Below are the entries; output exactly the lines from the one containing "the church spire" through the final line, inclusive.

-*-*-

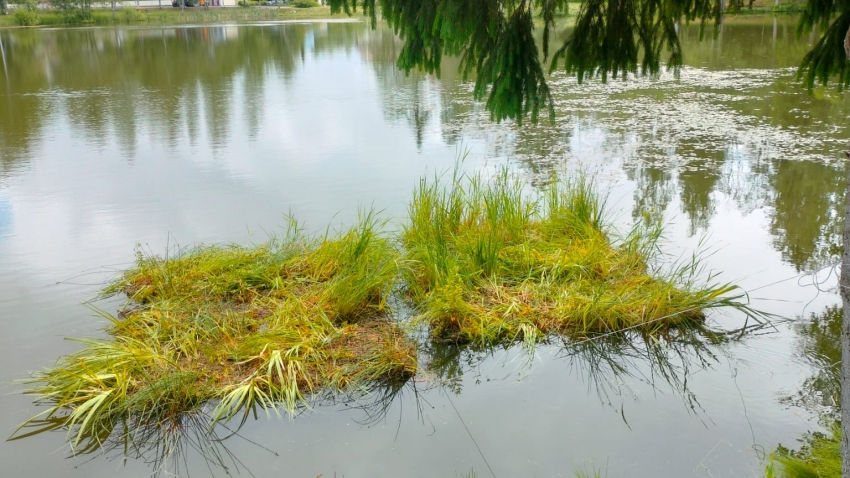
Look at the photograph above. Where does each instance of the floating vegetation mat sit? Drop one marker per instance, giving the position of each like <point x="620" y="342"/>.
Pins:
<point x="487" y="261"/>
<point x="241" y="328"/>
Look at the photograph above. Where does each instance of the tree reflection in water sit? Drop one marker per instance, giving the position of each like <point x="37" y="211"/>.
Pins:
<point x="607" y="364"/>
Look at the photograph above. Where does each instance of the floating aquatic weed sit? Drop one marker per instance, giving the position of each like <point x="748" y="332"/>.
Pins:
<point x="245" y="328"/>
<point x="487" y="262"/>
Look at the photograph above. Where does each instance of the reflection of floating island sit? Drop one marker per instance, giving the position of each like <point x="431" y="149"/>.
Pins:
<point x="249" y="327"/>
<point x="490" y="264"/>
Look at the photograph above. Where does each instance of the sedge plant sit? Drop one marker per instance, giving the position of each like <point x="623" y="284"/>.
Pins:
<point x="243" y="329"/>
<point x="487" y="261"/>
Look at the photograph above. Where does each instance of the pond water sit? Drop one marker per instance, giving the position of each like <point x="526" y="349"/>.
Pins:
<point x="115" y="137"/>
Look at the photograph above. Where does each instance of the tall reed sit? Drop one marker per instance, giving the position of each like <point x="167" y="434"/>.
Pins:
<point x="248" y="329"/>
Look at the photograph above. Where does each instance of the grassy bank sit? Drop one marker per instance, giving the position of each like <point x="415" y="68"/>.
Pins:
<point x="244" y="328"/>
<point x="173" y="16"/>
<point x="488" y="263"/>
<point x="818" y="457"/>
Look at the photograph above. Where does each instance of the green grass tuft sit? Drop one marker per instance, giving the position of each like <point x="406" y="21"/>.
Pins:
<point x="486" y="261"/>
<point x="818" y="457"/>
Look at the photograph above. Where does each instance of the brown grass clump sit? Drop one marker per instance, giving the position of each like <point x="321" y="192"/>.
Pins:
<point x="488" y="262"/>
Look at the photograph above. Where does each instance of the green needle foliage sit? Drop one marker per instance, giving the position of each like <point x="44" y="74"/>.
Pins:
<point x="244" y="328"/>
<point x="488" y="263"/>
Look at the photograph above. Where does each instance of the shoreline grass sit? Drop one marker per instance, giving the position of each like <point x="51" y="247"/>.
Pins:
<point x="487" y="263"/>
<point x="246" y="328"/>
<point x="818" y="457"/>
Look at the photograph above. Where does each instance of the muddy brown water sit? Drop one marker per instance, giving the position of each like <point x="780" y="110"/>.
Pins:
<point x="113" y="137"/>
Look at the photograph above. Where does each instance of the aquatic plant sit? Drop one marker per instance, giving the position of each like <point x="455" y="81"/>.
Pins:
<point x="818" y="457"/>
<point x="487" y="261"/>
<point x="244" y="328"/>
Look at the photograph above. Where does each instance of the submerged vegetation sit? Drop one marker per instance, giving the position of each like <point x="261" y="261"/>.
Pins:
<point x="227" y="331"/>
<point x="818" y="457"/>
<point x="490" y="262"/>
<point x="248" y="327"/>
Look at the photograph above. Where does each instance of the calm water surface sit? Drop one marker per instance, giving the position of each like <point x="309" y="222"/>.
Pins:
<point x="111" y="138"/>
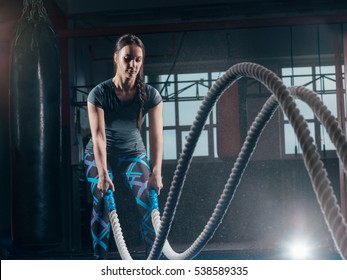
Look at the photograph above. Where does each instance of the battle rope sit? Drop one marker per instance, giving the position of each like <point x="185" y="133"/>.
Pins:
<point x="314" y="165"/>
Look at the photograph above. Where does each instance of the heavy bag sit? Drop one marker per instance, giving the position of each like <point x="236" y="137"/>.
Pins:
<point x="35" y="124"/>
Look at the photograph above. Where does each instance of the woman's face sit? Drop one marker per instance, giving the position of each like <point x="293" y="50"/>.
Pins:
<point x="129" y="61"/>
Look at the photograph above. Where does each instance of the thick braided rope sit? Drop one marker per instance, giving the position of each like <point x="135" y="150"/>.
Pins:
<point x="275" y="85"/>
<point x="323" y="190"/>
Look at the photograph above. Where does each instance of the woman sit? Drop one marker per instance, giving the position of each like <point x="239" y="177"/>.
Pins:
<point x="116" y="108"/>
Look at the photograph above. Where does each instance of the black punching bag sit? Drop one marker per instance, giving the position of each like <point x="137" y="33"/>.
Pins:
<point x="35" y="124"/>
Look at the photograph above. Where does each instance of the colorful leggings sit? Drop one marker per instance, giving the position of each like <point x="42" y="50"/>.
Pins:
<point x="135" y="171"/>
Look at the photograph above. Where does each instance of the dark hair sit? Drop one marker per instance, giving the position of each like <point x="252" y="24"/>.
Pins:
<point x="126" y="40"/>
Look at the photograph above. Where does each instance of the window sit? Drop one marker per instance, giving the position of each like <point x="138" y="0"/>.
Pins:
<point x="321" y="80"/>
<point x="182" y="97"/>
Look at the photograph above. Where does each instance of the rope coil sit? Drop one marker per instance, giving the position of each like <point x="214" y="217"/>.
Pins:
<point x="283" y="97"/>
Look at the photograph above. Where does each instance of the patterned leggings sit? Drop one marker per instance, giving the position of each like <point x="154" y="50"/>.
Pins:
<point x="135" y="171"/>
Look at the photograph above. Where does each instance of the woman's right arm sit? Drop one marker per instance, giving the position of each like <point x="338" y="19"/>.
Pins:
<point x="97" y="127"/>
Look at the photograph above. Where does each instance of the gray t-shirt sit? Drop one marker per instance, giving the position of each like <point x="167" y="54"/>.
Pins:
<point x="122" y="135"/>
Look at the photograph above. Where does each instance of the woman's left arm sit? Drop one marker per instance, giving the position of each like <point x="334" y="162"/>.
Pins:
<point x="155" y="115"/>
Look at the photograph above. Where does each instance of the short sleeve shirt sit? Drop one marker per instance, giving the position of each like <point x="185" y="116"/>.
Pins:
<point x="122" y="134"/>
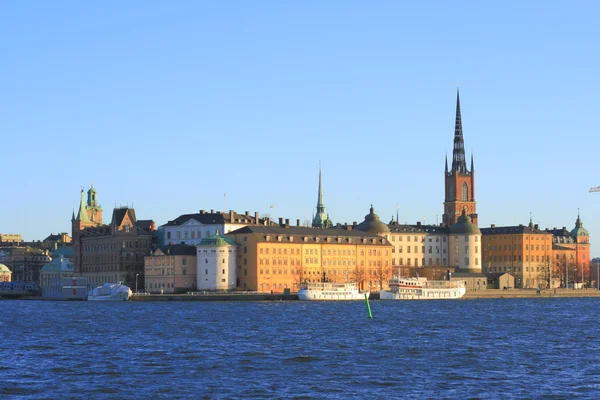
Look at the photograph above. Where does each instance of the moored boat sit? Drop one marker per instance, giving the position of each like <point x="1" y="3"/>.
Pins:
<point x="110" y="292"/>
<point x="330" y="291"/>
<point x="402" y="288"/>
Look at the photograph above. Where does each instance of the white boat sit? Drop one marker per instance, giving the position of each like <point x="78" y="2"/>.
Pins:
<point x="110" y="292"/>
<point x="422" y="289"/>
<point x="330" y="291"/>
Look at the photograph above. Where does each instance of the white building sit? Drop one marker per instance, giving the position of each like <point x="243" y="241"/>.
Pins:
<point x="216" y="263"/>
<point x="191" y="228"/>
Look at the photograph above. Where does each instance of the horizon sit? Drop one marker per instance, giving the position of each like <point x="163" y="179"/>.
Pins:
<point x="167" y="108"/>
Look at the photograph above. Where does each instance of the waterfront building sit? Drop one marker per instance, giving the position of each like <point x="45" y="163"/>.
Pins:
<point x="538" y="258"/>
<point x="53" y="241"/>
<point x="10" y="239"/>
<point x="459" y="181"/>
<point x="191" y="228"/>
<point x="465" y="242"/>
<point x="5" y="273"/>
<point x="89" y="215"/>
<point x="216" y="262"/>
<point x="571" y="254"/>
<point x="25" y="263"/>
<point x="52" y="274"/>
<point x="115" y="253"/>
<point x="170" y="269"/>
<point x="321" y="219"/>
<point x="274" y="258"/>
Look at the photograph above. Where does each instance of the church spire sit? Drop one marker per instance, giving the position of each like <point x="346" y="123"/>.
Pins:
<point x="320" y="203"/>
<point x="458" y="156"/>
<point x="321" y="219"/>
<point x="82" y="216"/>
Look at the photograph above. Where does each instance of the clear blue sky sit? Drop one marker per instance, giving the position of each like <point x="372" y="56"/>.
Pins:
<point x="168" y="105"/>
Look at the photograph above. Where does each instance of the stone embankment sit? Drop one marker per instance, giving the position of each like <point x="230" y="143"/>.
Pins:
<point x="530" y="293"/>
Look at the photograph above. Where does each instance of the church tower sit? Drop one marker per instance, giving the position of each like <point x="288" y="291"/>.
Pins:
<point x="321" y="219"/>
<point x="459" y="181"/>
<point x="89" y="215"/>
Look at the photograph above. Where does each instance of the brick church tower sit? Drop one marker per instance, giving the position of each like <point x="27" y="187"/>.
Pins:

-*-*-

- TASK ANSWER:
Look at the photograph above. Where does each instance of the church spire sit? Drop one marker per instance, giving the position of each like <point x="346" y="123"/>.
Pins:
<point x="320" y="203"/>
<point x="458" y="156"/>
<point x="321" y="219"/>
<point x="82" y="216"/>
Look at the photograph above. Where does each instance of the clear blue sky sit? Drop one marker per instance, giving the position of each like <point x="372" y="56"/>.
Pins:
<point x="168" y="105"/>
Look at the photograph above. Where does each instance of the stone embankment sit? Drop one marker per instance, giving the position of each like <point x="230" y="143"/>.
Pins:
<point x="530" y="293"/>
Look at the photograph above. Where does each instance of the church tower sit? Drop one marker per instance, giving the position of each like <point x="288" y="291"/>.
Pins:
<point x="321" y="219"/>
<point x="459" y="181"/>
<point x="89" y="215"/>
Look at the photograph above. Where does each instance of the brick church tower sit? Drop one marker per instance, giving the position of each like <point x="27" y="187"/>.
Pins:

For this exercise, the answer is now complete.